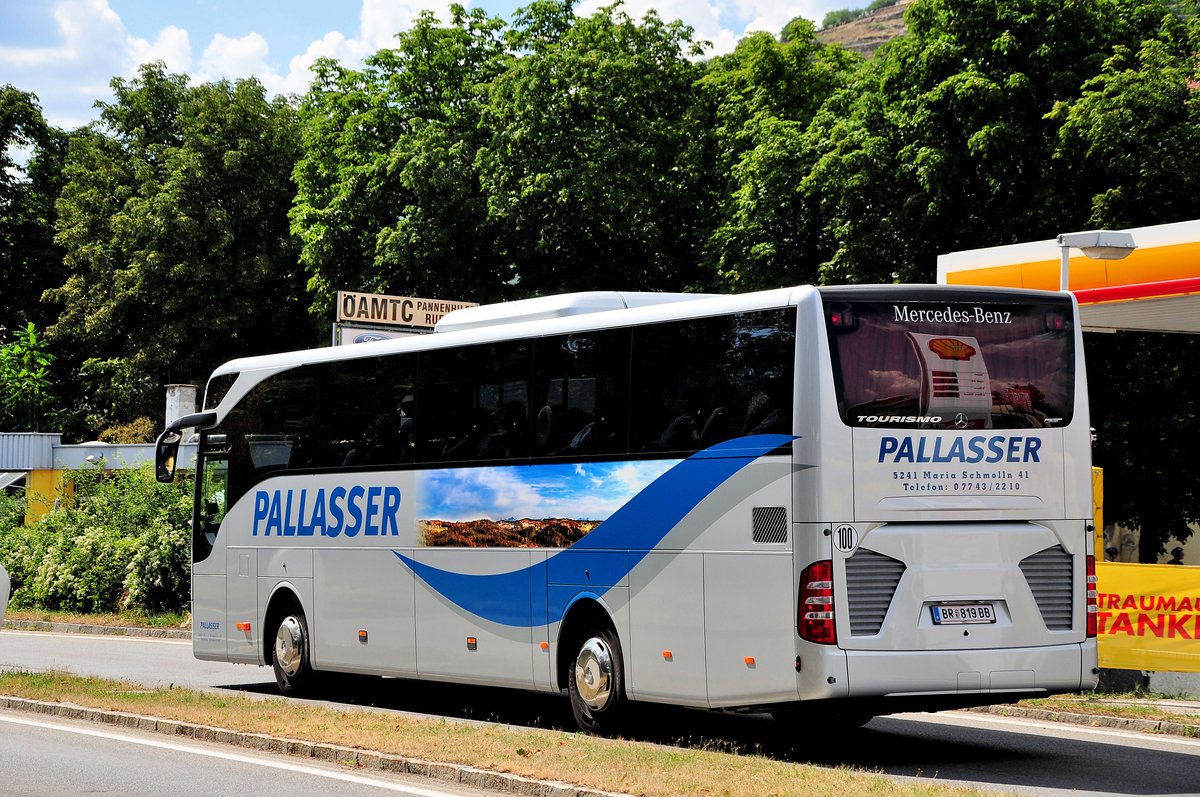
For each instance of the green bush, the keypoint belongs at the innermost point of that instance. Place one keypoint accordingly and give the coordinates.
(119, 543)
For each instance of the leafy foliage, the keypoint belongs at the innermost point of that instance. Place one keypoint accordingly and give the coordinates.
(120, 540)
(27, 397)
(486, 160)
(174, 223)
(30, 262)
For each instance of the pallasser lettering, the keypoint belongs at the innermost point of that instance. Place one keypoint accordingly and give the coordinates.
(970, 450)
(370, 511)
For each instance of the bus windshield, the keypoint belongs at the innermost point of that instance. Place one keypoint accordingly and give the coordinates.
(963, 364)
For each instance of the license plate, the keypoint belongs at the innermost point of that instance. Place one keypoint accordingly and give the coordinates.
(963, 613)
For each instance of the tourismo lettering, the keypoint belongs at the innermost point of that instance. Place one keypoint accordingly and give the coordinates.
(340, 511)
(970, 450)
(951, 316)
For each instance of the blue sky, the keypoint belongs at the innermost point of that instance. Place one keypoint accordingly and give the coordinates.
(66, 51)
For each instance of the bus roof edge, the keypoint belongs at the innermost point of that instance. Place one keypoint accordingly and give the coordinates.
(558, 306)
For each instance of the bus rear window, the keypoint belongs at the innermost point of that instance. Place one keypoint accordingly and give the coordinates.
(959, 364)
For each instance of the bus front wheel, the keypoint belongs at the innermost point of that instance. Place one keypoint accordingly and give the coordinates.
(597, 683)
(293, 671)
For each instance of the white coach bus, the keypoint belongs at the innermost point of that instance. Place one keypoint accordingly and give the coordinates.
(864, 499)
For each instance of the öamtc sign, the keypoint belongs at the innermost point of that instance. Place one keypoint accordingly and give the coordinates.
(399, 311)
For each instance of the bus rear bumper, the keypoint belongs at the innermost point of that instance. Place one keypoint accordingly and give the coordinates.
(1048, 670)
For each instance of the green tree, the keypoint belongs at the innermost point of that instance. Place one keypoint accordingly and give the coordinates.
(388, 190)
(29, 259)
(174, 223)
(589, 173)
(759, 102)
(948, 141)
(27, 395)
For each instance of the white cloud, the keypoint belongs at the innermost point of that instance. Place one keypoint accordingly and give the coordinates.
(233, 58)
(381, 21)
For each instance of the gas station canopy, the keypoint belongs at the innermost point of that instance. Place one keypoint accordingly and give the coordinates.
(1155, 288)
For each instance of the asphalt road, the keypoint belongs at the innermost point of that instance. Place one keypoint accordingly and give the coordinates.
(993, 753)
(49, 757)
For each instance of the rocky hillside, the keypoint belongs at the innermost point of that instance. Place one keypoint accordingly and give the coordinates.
(867, 34)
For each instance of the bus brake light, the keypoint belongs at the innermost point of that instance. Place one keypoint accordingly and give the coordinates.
(815, 612)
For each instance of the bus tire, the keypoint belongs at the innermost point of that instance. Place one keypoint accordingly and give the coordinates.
(597, 683)
(293, 670)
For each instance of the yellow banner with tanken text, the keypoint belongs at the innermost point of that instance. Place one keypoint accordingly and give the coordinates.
(1149, 617)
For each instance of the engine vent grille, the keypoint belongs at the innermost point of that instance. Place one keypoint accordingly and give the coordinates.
(1049, 575)
(871, 581)
(769, 523)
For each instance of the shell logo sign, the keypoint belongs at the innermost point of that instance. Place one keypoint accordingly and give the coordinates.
(1156, 288)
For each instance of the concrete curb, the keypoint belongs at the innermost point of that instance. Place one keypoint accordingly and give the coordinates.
(1096, 720)
(108, 630)
(346, 756)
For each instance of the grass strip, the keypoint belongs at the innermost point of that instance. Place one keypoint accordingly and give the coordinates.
(613, 765)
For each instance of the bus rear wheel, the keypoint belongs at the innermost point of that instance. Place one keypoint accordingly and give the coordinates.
(597, 683)
(293, 671)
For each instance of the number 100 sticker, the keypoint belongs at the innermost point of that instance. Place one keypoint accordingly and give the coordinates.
(845, 538)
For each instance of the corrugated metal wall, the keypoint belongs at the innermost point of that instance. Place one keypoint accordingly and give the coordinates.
(28, 450)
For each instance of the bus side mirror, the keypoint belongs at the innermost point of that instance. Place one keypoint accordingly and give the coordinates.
(167, 447)
(165, 451)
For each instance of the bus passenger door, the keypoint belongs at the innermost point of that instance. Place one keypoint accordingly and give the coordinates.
(241, 627)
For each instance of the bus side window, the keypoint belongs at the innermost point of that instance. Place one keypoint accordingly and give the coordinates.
(706, 381)
(474, 403)
(581, 388)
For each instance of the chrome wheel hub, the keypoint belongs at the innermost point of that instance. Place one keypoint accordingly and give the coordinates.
(289, 646)
(593, 673)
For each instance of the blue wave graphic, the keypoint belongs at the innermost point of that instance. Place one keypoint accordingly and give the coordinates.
(522, 598)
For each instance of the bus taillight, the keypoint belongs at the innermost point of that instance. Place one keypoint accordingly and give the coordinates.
(815, 613)
(1092, 609)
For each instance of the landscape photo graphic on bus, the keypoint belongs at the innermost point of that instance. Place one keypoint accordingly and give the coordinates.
(535, 505)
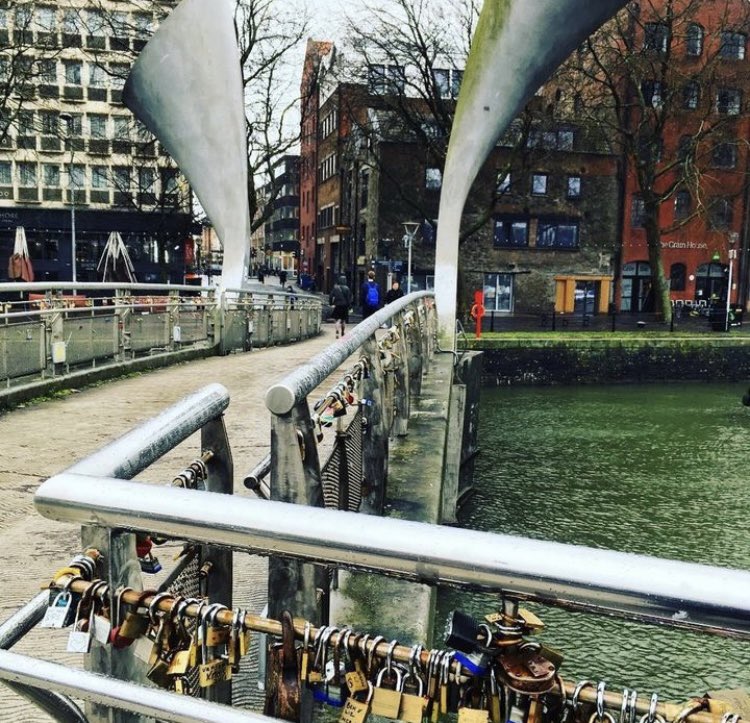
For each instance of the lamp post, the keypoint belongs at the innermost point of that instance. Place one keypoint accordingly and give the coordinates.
(732, 257)
(410, 231)
(68, 119)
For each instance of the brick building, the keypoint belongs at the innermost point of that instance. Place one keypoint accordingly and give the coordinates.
(72, 155)
(545, 205)
(704, 97)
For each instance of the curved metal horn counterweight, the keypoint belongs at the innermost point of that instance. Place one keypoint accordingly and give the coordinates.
(186, 88)
(517, 44)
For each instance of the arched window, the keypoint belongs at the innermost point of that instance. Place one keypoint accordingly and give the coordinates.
(694, 40)
(711, 282)
(677, 273)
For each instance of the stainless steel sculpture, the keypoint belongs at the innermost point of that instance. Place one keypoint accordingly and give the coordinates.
(186, 88)
(518, 43)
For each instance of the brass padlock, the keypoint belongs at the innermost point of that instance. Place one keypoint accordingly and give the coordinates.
(387, 702)
(412, 706)
(356, 711)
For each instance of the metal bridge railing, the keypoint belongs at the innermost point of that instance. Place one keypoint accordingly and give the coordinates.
(97, 494)
(48, 331)
(370, 403)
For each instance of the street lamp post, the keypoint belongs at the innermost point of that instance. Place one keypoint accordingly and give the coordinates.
(410, 229)
(68, 119)
(732, 257)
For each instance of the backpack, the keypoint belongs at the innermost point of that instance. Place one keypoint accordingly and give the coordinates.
(340, 295)
(373, 294)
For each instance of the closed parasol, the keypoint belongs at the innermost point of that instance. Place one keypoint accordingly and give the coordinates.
(19, 264)
(115, 263)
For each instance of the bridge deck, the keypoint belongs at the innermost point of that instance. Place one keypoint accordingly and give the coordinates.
(41, 439)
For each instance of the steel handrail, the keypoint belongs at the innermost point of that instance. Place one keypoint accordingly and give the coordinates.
(636, 587)
(130, 454)
(294, 388)
(103, 690)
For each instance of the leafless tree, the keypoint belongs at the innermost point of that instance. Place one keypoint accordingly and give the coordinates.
(663, 86)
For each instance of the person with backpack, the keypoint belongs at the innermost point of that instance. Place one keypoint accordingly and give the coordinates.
(341, 300)
(370, 295)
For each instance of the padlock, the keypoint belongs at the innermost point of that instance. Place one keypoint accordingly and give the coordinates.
(387, 702)
(356, 711)
(412, 705)
(149, 564)
(61, 612)
(79, 639)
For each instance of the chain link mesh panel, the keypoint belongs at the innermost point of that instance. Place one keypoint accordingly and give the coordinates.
(341, 475)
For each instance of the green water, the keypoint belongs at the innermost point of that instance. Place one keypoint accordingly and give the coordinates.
(658, 470)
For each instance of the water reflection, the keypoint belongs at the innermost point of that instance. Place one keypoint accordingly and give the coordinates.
(657, 470)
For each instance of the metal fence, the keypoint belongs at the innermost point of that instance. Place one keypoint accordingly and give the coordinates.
(685, 318)
(97, 494)
(48, 331)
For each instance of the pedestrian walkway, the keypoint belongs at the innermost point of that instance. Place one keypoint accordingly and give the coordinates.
(41, 439)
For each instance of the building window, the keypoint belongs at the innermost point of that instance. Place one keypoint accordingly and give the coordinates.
(382, 79)
(95, 23)
(50, 123)
(732, 45)
(728, 101)
(683, 204)
(562, 235)
(433, 178)
(121, 177)
(498, 292)
(27, 175)
(677, 273)
(118, 73)
(685, 148)
(47, 71)
(655, 37)
(77, 175)
(97, 76)
(71, 24)
(562, 139)
(637, 212)
(73, 72)
(725, 155)
(573, 187)
(122, 128)
(329, 124)
(691, 93)
(98, 126)
(44, 19)
(504, 183)
(653, 94)
(721, 213)
(146, 179)
(51, 175)
(511, 233)
(26, 123)
(539, 184)
(99, 177)
(694, 40)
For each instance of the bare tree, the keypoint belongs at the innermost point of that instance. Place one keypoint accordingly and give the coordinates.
(268, 33)
(27, 57)
(656, 80)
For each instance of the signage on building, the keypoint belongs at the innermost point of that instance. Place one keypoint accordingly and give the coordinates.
(683, 245)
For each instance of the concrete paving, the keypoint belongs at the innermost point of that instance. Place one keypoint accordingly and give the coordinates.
(41, 439)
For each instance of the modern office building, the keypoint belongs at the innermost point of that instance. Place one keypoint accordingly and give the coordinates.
(74, 163)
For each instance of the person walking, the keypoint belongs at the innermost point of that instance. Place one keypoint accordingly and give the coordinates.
(370, 295)
(395, 292)
(341, 300)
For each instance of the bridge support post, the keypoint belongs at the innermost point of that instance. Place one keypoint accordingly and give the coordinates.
(295, 477)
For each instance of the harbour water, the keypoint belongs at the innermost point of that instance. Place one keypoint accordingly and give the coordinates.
(659, 470)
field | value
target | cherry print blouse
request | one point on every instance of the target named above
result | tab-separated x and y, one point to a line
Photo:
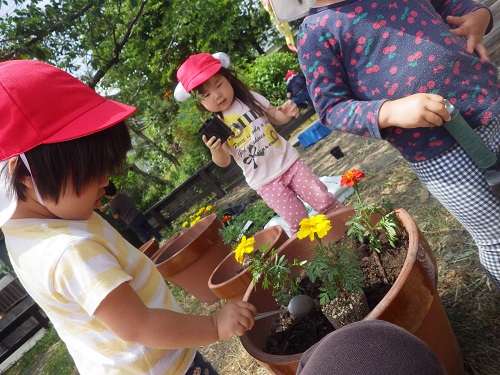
356	54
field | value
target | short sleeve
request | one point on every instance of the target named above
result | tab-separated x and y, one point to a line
86	273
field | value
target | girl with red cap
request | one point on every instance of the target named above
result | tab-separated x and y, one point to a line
59	140
270	164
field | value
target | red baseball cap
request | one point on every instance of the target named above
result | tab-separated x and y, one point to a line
197	69
41	104
289	74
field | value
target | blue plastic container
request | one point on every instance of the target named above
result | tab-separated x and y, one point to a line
313	134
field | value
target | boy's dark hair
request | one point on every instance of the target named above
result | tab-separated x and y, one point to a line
110	189
77	162
241	92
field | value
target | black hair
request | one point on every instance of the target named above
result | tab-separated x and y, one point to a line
110	189
241	92
78	162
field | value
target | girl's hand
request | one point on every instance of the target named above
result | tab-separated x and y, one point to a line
414	111
235	318
472	26
214	144
289	109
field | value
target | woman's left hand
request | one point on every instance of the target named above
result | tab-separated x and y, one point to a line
289	109
472	26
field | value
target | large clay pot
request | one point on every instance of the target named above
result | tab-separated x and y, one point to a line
226	282
412	303
189	259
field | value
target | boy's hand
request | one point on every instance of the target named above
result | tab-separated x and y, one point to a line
235	318
472	26
214	144
289	109
414	111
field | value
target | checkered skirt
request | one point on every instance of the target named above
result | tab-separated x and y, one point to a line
460	186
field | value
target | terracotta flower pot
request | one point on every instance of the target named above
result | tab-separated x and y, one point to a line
190	258
412	303
226	282
150	248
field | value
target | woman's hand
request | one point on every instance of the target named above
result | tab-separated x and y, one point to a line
472	26
289	109
414	111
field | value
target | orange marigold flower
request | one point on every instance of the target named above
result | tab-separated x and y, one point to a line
167	94
352	177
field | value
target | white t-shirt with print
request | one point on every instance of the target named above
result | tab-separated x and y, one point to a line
259	150
69	267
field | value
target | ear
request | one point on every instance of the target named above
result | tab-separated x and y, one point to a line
27	181
223	58
180	93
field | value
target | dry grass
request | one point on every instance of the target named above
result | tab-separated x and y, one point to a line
470	300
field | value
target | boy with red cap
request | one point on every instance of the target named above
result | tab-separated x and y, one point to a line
59	141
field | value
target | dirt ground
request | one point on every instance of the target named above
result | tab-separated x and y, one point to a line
370	156
471	302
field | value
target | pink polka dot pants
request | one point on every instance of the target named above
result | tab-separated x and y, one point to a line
282	195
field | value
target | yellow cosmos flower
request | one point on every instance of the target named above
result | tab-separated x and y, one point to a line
315	224
198	218
244	247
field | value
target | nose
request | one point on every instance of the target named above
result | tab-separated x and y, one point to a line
105	181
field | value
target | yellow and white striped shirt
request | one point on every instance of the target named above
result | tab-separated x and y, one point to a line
69	267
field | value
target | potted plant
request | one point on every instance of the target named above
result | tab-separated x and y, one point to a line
411	302
341	293
231	278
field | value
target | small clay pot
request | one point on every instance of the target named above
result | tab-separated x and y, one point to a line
336	152
216	127
190	258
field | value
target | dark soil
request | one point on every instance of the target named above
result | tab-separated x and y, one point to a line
292	336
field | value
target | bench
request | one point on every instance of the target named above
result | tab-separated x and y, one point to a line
19	325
---------------
In the records, locate each line holding the string "clay" and copy it.

target | large clay pot
target | small clay pot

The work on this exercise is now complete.